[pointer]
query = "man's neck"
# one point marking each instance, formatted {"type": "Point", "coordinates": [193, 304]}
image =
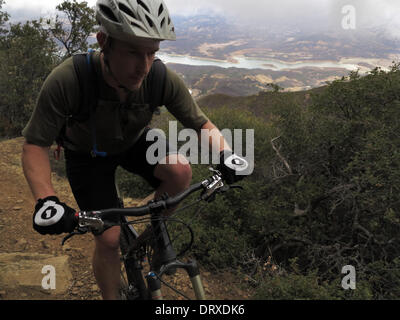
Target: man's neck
{"type": "Point", "coordinates": [122, 94]}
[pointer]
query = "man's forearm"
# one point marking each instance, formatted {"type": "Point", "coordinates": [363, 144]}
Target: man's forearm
{"type": "Point", "coordinates": [37, 170]}
{"type": "Point", "coordinates": [216, 140]}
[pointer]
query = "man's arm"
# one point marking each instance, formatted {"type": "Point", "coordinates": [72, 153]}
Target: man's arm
{"type": "Point", "coordinates": [37, 170]}
{"type": "Point", "coordinates": [216, 140]}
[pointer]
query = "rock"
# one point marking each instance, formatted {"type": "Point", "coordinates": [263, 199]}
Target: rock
{"type": "Point", "coordinates": [27, 270]}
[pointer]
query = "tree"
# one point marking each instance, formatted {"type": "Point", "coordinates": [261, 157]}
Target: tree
{"type": "Point", "coordinates": [27, 56]}
{"type": "Point", "coordinates": [74, 27]}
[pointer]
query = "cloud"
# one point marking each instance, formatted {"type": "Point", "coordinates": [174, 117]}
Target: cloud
{"type": "Point", "coordinates": [306, 15]}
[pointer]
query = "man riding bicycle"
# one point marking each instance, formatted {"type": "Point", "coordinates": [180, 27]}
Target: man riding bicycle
{"type": "Point", "coordinates": [129, 37]}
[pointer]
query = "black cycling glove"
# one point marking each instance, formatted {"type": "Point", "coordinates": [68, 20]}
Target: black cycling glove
{"type": "Point", "coordinates": [53, 217]}
{"type": "Point", "coordinates": [232, 166]}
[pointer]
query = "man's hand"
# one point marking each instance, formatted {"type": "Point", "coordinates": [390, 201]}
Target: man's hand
{"type": "Point", "coordinates": [232, 166]}
{"type": "Point", "coordinates": [53, 217]}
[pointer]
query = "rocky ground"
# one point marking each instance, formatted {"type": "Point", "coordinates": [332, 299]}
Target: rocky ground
{"type": "Point", "coordinates": [25, 255]}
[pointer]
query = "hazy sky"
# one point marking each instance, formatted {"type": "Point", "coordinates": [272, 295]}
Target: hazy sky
{"type": "Point", "coordinates": [306, 14]}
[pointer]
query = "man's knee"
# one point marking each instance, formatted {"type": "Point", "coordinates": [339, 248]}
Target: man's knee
{"type": "Point", "coordinates": [108, 240]}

> **Problem description**: List every line in the records above that contains the word "cycling".

> **Result of this task**:
query = "black cycling glove"
Target: black cycling glove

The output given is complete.